§ **Study text**
Other relatively common forms of muscular dystrophy include limb girdle muscular dystrophy, facioscapulohumeral muscular dystrophy and myotonic dystrophy. Both sexes are affected as the abnormal genes in these diseases do not reside in the X-chromosome. These diseases can start in adult life as well as in childhood. Besides weakness and wasting, myotonic dystrophy causes muscle stiffness, with difficulty in relaxation called myotonia. In some muscular dystrophies, the heart may also be involved.

Considerable advances have been made in our understanding of the muscular dystrophies within the past one or two decades. We now know which genes are abnormal and what they do in many muscular dystrophies. For example, we know that in Duchenne muscular dystrophy, the abnormal gene codes for a protein in the membrane of the muscle cell. Absence of this protein causes membrane breakdown and muscle damage. Such scientific breakthroughs bring hope that a cure will be found for the muscular dystrophies. Already, scientists have begun studies using gene therapy to introduce normal genes into diseased muscle.

The Inflammatory Muscle Diseases

When the patient's immune system becomes disordered and attacks the body's own muscle tissues, the result is an inflammatory muscle disease. Three main types of inflammatory muscle diseases are identified - polymyositis, dermatomyositis and inclusion body myositis. These diseases usually affect adults, although dermatomyositis may also affect children. Patients with these disease develop progressive weakness of the hip and shoulder muscles over a few weeks or months, sometimes with difficulty in swallowing. In the case of dermatomyositis, a characteristic rash may occur. It is very important to correctly diagnose these disorders because polymyositis and dermatomyositis can be treated effectively with drugs that suppress the immune system.

Myasthenia Gravis
Mention must be made of a related disease called myasthenia gravis, which is not uncommon. In myasthenia gravis, the body's immune system inappropriately injures the muscle receptors at the junction of between nerve and muscle. Damage to these receptors leads to the typical symptom of this disease, namely easy fatigue and increased weakness on exertion. Often, the eyes are affected with drooping of the upper eyelids and double vision. Difficulty with swallowing and speaking is also common besides generalised weakness. This disease, like the inflammatory muscle diseases, will respond effectively to treatments that suppress the immune system.

Services at National Neuroscience Institute

The National Neuroscience Institute provides a comprehensive, specialised and advanced service for the diagnosis and care of muscle diseases. Medical consultations are offered at the Neuromuscular Clinic in the Neuroscience Outpatient Clinics. The Electrophysiology Laboratory conducts electromyography and nerve conduction studies, which examine electrical signals derived from muscle and nerve. The Institute has recently set up a Neuromuscular Laboratory to provide a muscle histology service. Muscle histology is often essential for the specific diagnosis of muscle diseases. In this process, under local or general anesthesia, a small sample of muscle is obtained for study. It is cut into thin sections and stained for examination and analysis. Techniques used include histochemistry, immunohistochemistry, Western blotting and electron microscopy.

We strongly believe that the patient with muscle disease must be treated with awareness of the range of problems associated with the disease - medical, physical, genetic, psychological, and social. The first step is always an accurate diagnosis, because specific medical treatment and genetic counselling can only be given with an accurate diagnosis. Physiotherapy and physical aids may be required to help extend physical independence and prevent complications such as joint contractures. Counselling the patient and family on the inheritance pattern of a genetic muscle disease helps them make informed choices in planning for the future. Social or psychological assistance may be needed. The fundamental goal is to help and encourage patients and their families surmount the challenges of muscle disease and achieve a useful and fulfilling life.

§ **Task set**
1. Translate this sentence from the muscle disease text into Spanish: "Muscle histology is often essential for the specific diagnosis of muscle diseases."
2. Reproduce the muscle disease text from "When the patient's" up to and including "drugs that suppress the immune system.".
3. According to the muscle disease text, what studies does the Electrophysiology Laboratory conduct?

§ **Entries provided**

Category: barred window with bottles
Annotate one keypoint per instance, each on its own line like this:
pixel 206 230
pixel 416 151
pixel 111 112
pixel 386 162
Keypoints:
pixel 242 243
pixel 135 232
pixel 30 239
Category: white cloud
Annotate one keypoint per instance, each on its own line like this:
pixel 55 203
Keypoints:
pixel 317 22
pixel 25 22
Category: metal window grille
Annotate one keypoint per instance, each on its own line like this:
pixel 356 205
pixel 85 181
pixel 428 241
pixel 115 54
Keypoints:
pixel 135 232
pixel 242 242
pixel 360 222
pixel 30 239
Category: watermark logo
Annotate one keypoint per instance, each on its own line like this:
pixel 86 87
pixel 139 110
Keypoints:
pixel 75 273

§ **Responses in order**
1. La histología muscular suele ser esencial para el diagnóstico específico de las enfermedades musculares.

2.
When the patient's immune system becomes disordered and attacks the body's own muscle tissues, the result is an inflammatory muscle disease. Three main types of inflammatory muscle diseases are identified - polymyositis, dermatomyositis and inclusion body myositis. These diseases usually affect adults, although dermatomyositis may also affect children. Patients with these disease develop progressive weakness of the hip and shoulder muscles over a few weeks or months, sometimes with difficulty in swallowing. In the case of dermatomyositis, a characteristic rash may occur. It is very important to correctly diagnose these disorders because polymyositis and dermatomyositis can be treated effectively with drugs that suppress the immune system.

3. Electromyography and nerve conduction studies.